--- start Provided data ---

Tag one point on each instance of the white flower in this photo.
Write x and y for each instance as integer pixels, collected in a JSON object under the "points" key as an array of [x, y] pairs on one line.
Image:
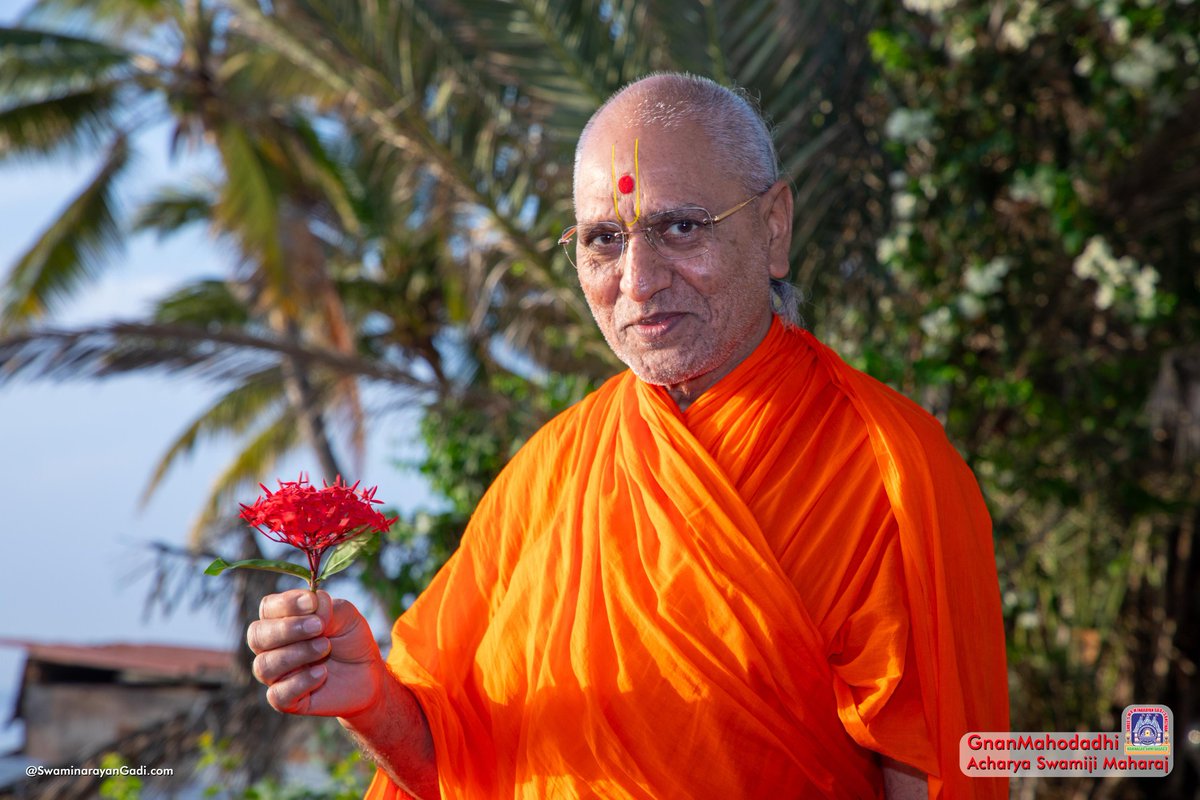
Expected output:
{"points": [[1120, 28], [1110, 274]]}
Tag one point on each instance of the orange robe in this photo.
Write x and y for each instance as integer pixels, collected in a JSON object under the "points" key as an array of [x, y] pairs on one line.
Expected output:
{"points": [[750, 599]]}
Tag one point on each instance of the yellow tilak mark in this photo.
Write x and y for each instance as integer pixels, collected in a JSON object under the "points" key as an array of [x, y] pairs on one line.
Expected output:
{"points": [[637, 187]]}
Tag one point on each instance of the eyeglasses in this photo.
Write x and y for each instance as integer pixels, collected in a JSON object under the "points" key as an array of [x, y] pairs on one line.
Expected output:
{"points": [[676, 234]]}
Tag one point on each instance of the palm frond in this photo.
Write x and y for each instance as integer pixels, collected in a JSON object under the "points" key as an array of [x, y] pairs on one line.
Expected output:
{"points": [[40, 64], [124, 17], [213, 353], [247, 205], [203, 304], [72, 248], [75, 121]]}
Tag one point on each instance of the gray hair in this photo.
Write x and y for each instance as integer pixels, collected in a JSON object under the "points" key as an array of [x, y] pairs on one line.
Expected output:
{"points": [[729, 116]]}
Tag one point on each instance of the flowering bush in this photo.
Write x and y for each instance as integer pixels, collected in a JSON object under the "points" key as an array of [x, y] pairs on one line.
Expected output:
{"points": [[313, 521]]}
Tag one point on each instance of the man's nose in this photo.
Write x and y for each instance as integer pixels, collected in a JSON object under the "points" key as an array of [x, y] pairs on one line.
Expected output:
{"points": [[643, 272]]}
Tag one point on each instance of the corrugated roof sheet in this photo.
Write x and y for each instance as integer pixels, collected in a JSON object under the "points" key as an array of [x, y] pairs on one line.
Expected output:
{"points": [[159, 660]]}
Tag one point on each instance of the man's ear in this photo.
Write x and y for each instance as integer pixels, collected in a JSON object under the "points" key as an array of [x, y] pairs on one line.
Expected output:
{"points": [[778, 204]]}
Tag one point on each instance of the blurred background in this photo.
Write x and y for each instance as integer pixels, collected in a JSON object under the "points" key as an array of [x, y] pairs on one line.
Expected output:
{"points": [[243, 240]]}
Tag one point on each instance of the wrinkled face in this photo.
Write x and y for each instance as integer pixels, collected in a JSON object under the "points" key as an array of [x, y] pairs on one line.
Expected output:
{"points": [[672, 322]]}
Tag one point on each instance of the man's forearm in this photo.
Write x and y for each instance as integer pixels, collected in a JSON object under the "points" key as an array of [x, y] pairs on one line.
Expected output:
{"points": [[395, 734]]}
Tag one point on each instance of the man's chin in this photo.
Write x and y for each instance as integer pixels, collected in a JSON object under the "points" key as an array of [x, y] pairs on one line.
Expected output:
{"points": [[663, 368]]}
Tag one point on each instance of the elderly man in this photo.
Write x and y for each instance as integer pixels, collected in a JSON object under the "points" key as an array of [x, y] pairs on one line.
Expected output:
{"points": [[738, 570]]}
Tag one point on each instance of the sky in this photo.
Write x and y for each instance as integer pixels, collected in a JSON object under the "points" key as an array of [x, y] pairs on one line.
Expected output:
{"points": [[76, 456]]}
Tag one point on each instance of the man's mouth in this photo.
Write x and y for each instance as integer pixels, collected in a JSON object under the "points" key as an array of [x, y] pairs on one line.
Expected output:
{"points": [[654, 325]]}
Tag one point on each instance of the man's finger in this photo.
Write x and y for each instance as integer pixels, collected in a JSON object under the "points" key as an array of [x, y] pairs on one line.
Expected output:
{"points": [[267, 635], [293, 693], [275, 665], [293, 602]]}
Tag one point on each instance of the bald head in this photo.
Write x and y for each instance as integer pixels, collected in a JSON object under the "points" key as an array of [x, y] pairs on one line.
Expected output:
{"points": [[673, 101]]}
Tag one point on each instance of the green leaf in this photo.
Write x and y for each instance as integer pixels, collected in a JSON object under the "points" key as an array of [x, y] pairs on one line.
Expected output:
{"points": [[343, 554], [267, 565]]}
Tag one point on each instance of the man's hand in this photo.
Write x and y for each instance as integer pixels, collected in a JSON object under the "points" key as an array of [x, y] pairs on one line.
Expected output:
{"points": [[316, 655]]}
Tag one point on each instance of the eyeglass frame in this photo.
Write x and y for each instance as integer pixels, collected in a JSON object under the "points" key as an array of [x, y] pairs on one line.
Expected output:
{"points": [[628, 233]]}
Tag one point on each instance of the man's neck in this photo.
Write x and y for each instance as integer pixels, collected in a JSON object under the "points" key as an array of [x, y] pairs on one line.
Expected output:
{"points": [[689, 391]]}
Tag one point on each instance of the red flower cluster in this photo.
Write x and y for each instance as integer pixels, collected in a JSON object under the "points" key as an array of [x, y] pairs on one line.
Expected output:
{"points": [[315, 519]]}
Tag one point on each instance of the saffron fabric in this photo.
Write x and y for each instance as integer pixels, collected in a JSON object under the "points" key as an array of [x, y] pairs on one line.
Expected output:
{"points": [[754, 597]]}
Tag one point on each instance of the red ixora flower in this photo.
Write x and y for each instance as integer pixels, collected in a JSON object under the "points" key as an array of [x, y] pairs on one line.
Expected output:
{"points": [[315, 519]]}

--- end Provided data ---

- _Stated exercise_
Reproduce every line from the one containing "Tag one point on each instance of the red ixora" through the end of the records, requests included. Multiply each pixel coordinate in the answers by 0.2 and round to whole numbers, with halves rounded up.

- _Result_
Tag one point on each instance of the red ixora flower in this photo.
Write x and y for each instance as integer pixels, collected in a JSON object under the "points" key as an array of [x, y] pairs on one line.
Expected output:
{"points": [[63, 104]]}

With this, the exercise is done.